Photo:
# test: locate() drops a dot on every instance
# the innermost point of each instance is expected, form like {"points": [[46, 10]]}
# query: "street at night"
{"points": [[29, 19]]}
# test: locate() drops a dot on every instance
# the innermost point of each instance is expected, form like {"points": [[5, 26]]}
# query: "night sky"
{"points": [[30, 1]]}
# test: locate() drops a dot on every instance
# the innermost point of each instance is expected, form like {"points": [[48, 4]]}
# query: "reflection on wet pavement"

※

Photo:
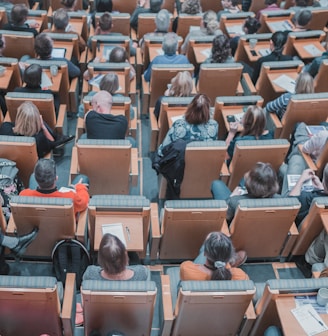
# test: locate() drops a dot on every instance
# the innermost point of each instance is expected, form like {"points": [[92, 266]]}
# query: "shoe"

※

▸ Do this:
Which lines above contain the word "expected", with case counting? Copy each of them in full.

▸ Problem solution:
# the innermost point of each instance is expected, form like {"points": [[46, 10]]}
# the innermost point of each instance is expected, form like {"points": [[5, 26]]}
# the innermost point of each instance is expected, form like {"points": [[48, 4]]}
# the innermost point of each instance is expected, form like {"points": [[92, 266]]}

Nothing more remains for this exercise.